> **What you are asked to do**
Your answer should be the lines of the listing that contain the word "mask".
BEGIN Records for the task
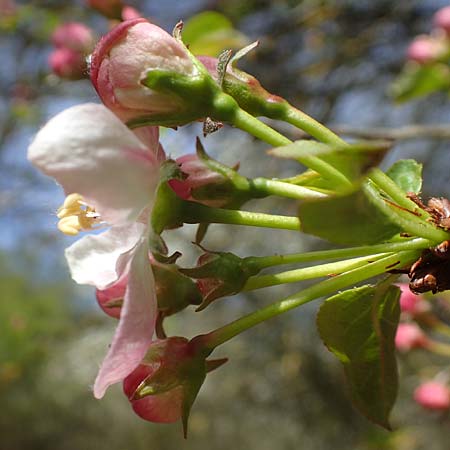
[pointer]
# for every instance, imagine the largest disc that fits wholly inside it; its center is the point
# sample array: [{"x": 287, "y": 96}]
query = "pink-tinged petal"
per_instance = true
[
  {"x": 100, "y": 260},
  {"x": 150, "y": 137},
  {"x": 88, "y": 150},
  {"x": 110, "y": 299},
  {"x": 136, "y": 326}
]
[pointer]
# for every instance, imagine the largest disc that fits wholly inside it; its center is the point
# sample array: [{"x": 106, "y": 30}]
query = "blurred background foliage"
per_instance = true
[{"x": 281, "y": 389}]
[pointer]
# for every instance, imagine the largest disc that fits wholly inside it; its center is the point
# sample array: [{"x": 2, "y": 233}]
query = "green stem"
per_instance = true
[
  {"x": 197, "y": 213},
  {"x": 262, "y": 262},
  {"x": 311, "y": 126},
  {"x": 255, "y": 127},
  {"x": 307, "y": 273},
  {"x": 275, "y": 187},
  {"x": 326, "y": 287},
  {"x": 406, "y": 220}
]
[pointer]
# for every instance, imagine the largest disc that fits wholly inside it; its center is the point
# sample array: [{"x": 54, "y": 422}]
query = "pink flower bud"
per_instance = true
[
  {"x": 67, "y": 63},
  {"x": 73, "y": 35},
  {"x": 199, "y": 175},
  {"x": 164, "y": 406},
  {"x": 122, "y": 60},
  {"x": 130, "y": 13},
  {"x": 433, "y": 395},
  {"x": 411, "y": 303},
  {"x": 442, "y": 19},
  {"x": 425, "y": 49},
  {"x": 163, "y": 388},
  {"x": 109, "y": 8},
  {"x": 410, "y": 336}
]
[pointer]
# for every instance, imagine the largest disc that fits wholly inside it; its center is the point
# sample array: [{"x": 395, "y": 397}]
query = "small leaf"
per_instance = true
[
  {"x": 407, "y": 175},
  {"x": 346, "y": 220},
  {"x": 352, "y": 160},
  {"x": 209, "y": 32},
  {"x": 358, "y": 326}
]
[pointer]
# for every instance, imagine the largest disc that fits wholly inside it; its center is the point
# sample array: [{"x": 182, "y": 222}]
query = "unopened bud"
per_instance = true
[
  {"x": 410, "y": 336},
  {"x": 68, "y": 64},
  {"x": 426, "y": 49},
  {"x": 75, "y": 36},
  {"x": 219, "y": 275},
  {"x": 146, "y": 76},
  {"x": 433, "y": 395}
]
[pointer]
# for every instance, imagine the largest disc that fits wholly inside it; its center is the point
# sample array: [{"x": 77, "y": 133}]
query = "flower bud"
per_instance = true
[
  {"x": 130, "y": 13},
  {"x": 174, "y": 291},
  {"x": 109, "y": 8},
  {"x": 219, "y": 275},
  {"x": 410, "y": 336},
  {"x": 411, "y": 303},
  {"x": 442, "y": 19},
  {"x": 246, "y": 90},
  {"x": 425, "y": 49},
  {"x": 132, "y": 53},
  {"x": 68, "y": 64},
  {"x": 209, "y": 182},
  {"x": 433, "y": 395},
  {"x": 75, "y": 36},
  {"x": 163, "y": 388}
]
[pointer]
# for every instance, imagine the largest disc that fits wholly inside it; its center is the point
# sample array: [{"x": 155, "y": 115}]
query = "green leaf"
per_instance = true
[
  {"x": 417, "y": 81},
  {"x": 358, "y": 326},
  {"x": 346, "y": 220},
  {"x": 209, "y": 32},
  {"x": 407, "y": 175},
  {"x": 352, "y": 160}
]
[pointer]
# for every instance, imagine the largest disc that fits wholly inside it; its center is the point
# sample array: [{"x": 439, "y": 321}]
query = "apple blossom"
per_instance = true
[
  {"x": 410, "y": 336},
  {"x": 425, "y": 49},
  {"x": 110, "y": 177},
  {"x": 163, "y": 388},
  {"x": 433, "y": 395},
  {"x": 124, "y": 58},
  {"x": 68, "y": 63}
]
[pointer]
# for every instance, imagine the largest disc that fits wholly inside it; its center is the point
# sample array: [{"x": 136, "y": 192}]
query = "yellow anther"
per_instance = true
[{"x": 75, "y": 215}]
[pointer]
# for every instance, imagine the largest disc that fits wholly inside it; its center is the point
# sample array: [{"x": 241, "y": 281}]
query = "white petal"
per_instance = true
[
  {"x": 100, "y": 260},
  {"x": 136, "y": 326},
  {"x": 88, "y": 150}
]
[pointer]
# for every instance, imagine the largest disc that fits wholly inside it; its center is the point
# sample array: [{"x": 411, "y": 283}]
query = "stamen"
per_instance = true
[{"x": 76, "y": 215}]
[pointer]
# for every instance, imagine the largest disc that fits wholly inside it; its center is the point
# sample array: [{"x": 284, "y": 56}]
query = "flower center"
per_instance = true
[{"x": 75, "y": 215}]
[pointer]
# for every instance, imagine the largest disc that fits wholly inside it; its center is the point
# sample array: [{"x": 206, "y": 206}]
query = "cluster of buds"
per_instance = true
[
  {"x": 415, "y": 309},
  {"x": 429, "y": 48},
  {"x": 73, "y": 42}
]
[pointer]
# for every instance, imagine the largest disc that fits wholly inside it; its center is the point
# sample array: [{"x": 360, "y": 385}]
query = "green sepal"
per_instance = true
[
  {"x": 407, "y": 175},
  {"x": 358, "y": 326},
  {"x": 175, "y": 291},
  {"x": 420, "y": 80},
  {"x": 347, "y": 220},
  {"x": 225, "y": 274},
  {"x": 168, "y": 207},
  {"x": 352, "y": 160}
]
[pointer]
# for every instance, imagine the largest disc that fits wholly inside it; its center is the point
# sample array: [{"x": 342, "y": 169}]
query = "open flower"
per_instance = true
[{"x": 110, "y": 176}]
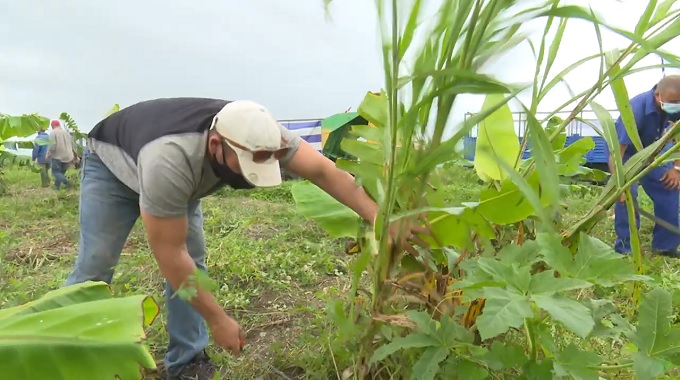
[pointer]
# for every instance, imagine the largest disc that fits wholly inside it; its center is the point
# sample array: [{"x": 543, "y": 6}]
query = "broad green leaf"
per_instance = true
[
  {"x": 366, "y": 152},
  {"x": 571, "y": 157},
  {"x": 409, "y": 29},
  {"x": 60, "y": 297},
  {"x": 575, "y": 317},
  {"x": 428, "y": 365},
  {"x": 505, "y": 355},
  {"x": 643, "y": 23},
  {"x": 506, "y": 272},
  {"x": 577, "y": 364},
  {"x": 542, "y": 153},
  {"x": 468, "y": 370},
  {"x": 453, "y": 225},
  {"x": 599, "y": 264},
  {"x": 594, "y": 261},
  {"x": 423, "y": 321},
  {"x": 611, "y": 137},
  {"x": 509, "y": 204},
  {"x": 374, "y": 109},
  {"x": 335, "y": 218},
  {"x": 504, "y": 309},
  {"x": 42, "y": 345},
  {"x": 21, "y": 126},
  {"x": 413, "y": 340},
  {"x": 662, "y": 11},
  {"x": 496, "y": 141},
  {"x": 546, "y": 283},
  {"x": 620, "y": 91},
  {"x": 538, "y": 370},
  {"x": 646, "y": 367}
]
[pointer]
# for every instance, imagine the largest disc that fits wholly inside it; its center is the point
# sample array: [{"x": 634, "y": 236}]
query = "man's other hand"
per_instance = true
[{"x": 671, "y": 179}]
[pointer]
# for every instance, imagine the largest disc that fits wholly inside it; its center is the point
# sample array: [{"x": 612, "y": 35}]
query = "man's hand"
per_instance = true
[
  {"x": 227, "y": 334},
  {"x": 167, "y": 237},
  {"x": 671, "y": 179}
]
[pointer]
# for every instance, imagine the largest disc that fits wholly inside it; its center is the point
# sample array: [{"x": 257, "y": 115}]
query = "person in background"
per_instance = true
[
  {"x": 61, "y": 153},
  {"x": 39, "y": 157},
  {"x": 654, "y": 111}
]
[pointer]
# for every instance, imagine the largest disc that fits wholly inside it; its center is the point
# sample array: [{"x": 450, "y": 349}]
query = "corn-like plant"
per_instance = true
[{"x": 425, "y": 317}]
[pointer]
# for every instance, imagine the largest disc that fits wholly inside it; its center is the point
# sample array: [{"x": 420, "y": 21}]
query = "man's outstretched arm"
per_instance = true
[{"x": 312, "y": 165}]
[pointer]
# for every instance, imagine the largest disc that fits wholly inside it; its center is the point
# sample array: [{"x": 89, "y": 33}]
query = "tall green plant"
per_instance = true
[
  {"x": 77, "y": 332},
  {"x": 522, "y": 294}
]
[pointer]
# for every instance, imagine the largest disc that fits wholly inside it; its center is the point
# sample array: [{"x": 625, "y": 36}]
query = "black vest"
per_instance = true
[{"x": 137, "y": 125}]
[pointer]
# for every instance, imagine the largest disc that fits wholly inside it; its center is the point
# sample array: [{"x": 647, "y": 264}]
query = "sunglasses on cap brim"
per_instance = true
[{"x": 259, "y": 156}]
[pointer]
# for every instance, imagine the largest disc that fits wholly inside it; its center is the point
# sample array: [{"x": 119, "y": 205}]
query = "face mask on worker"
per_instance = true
[
  {"x": 670, "y": 108},
  {"x": 225, "y": 174}
]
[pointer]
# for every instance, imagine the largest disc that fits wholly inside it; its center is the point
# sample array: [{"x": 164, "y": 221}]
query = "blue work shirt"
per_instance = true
[
  {"x": 650, "y": 120},
  {"x": 39, "y": 151}
]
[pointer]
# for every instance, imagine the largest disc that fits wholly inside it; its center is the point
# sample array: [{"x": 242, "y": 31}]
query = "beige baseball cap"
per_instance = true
[{"x": 255, "y": 135}]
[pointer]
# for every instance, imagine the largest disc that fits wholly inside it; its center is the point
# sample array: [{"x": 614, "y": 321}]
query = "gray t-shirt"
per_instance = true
[{"x": 171, "y": 168}]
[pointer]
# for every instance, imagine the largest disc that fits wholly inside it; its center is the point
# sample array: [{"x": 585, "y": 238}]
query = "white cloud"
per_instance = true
[{"x": 82, "y": 57}]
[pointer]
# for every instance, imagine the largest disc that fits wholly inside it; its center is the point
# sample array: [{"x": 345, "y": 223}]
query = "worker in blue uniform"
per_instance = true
[{"x": 654, "y": 110}]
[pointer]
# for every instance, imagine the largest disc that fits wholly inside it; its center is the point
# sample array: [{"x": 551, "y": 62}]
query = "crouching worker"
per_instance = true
[
  {"x": 157, "y": 159},
  {"x": 654, "y": 111}
]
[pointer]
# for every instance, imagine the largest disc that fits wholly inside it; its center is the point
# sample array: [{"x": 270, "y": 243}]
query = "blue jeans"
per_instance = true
[
  {"x": 665, "y": 208},
  {"x": 59, "y": 172},
  {"x": 108, "y": 211}
]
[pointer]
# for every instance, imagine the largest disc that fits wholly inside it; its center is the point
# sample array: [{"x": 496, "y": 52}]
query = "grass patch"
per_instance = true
[{"x": 274, "y": 269}]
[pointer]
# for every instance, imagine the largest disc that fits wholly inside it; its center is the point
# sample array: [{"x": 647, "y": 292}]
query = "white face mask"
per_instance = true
[{"x": 670, "y": 108}]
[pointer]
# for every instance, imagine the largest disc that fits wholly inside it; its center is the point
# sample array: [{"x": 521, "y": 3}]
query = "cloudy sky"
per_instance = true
[{"x": 84, "y": 56}]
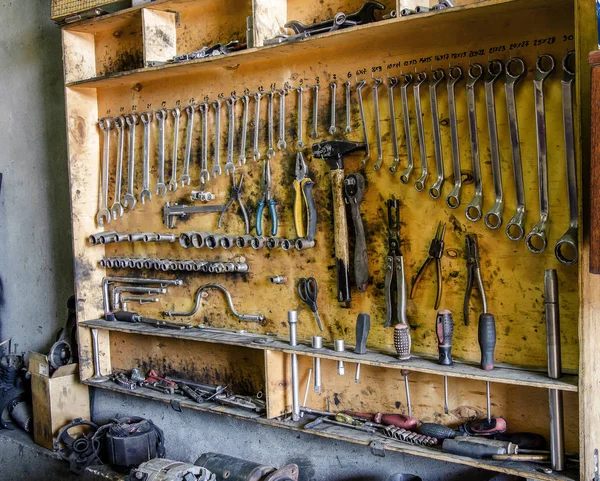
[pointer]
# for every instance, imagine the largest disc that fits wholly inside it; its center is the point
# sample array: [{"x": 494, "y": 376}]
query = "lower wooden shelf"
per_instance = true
[{"x": 527, "y": 470}]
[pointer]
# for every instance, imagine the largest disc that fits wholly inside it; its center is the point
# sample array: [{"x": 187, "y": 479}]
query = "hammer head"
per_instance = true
[{"x": 335, "y": 151}]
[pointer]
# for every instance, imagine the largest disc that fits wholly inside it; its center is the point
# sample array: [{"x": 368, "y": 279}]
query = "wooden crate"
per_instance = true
[{"x": 513, "y": 277}]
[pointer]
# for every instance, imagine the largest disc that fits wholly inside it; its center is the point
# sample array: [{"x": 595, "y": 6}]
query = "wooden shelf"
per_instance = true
[
  {"x": 502, "y": 375},
  {"x": 527, "y": 470}
]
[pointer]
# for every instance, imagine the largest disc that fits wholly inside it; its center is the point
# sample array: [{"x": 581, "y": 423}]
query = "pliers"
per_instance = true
[
  {"x": 436, "y": 250},
  {"x": 266, "y": 200},
  {"x": 304, "y": 202},
  {"x": 236, "y": 194},
  {"x": 473, "y": 275}
]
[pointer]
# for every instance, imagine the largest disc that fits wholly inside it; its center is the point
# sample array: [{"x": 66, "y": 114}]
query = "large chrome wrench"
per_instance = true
[
  {"x": 515, "y": 69},
  {"x": 117, "y": 209},
  {"x": 537, "y": 239},
  {"x": 453, "y": 199},
  {"x": 103, "y": 215},
  {"x": 406, "y": 81},
  {"x": 161, "y": 188},
  {"x": 474, "y": 210},
  {"x": 493, "y": 219},
  {"x": 435, "y": 191},
  {"x": 129, "y": 200},
  {"x": 187, "y": 155},
  {"x": 566, "y": 249},
  {"x": 146, "y": 118}
]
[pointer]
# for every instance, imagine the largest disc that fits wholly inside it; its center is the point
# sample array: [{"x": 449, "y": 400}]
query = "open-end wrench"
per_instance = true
[
  {"x": 204, "y": 173},
  {"x": 420, "y": 182},
  {"x": 176, "y": 112},
  {"x": 514, "y": 70},
  {"x": 117, "y": 209},
  {"x": 281, "y": 143},
  {"x": 474, "y": 210},
  {"x": 566, "y": 249},
  {"x": 103, "y": 215},
  {"x": 187, "y": 155},
  {"x": 406, "y": 81},
  {"x": 146, "y": 118},
  {"x": 393, "y": 82},
  {"x": 332, "y": 127},
  {"x": 493, "y": 219},
  {"x": 377, "y": 165},
  {"x": 161, "y": 188},
  {"x": 255, "y": 151},
  {"x": 129, "y": 200},
  {"x": 216, "y": 170},
  {"x": 246, "y": 106},
  {"x": 360, "y": 85},
  {"x": 453, "y": 199},
  {"x": 537, "y": 239},
  {"x": 230, "y": 166},
  {"x": 435, "y": 190}
]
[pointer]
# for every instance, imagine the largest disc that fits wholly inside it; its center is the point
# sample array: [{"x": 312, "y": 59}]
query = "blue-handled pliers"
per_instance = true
[{"x": 266, "y": 200}]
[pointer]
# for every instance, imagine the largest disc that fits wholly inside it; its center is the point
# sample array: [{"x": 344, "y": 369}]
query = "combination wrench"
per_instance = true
[
  {"x": 454, "y": 75},
  {"x": 406, "y": 81},
  {"x": 204, "y": 173},
  {"x": 187, "y": 155},
  {"x": 230, "y": 166},
  {"x": 103, "y": 215},
  {"x": 493, "y": 219},
  {"x": 537, "y": 239},
  {"x": 129, "y": 200},
  {"x": 161, "y": 188},
  {"x": 514, "y": 70},
  {"x": 566, "y": 249},
  {"x": 435, "y": 191},
  {"x": 393, "y": 82},
  {"x": 176, "y": 112},
  {"x": 216, "y": 170},
  {"x": 474, "y": 210},
  {"x": 146, "y": 118},
  {"x": 377, "y": 165},
  {"x": 117, "y": 209},
  {"x": 420, "y": 182}
]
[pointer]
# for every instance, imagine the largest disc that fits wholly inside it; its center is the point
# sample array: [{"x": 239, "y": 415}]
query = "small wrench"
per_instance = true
[
  {"x": 436, "y": 189},
  {"x": 332, "y": 127},
  {"x": 216, "y": 170},
  {"x": 146, "y": 118},
  {"x": 493, "y": 219},
  {"x": 569, "y": 238},
  {"x": 281, "y": 143},
  {"x": 377, "y": 165},
  {"x": 360, "y": 85},
  {"x": 117, "y": 209},
  {"x": 420, "y": 182},
  {"x": 537, "y": 239},
  {"x": 515, "y": 229},
  {"x": 393, "y": 82},
  {"x": 246, "y": 106},
  {"x": 473, "y": 212},
  {"x": 176, "y": 116},
  {"x": 187, "y": 156},
  {"x": 453, "y": 199},
  {"x": 103, "y": 215},
  {"x": 230, "y": 166},
  {"x": 406, "y": 81},
  {"x": 204, "y": 173},
  {"x": 129, "y": 200}
]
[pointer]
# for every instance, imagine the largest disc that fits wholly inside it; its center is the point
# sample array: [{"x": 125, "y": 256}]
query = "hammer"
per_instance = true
[{"x": 334, "y": 151}]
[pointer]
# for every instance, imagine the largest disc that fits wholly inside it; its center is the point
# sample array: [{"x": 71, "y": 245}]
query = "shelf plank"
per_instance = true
[
  {"x": 527, "y": 470},
  {"x": 502, "y": 375}
]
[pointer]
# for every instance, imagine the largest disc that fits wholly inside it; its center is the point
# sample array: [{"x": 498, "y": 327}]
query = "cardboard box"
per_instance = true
[{"x": 57, "y": 399}]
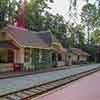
END Records for the task
> **Expected answer**
query = "face mask on worker"
query = "white face mask"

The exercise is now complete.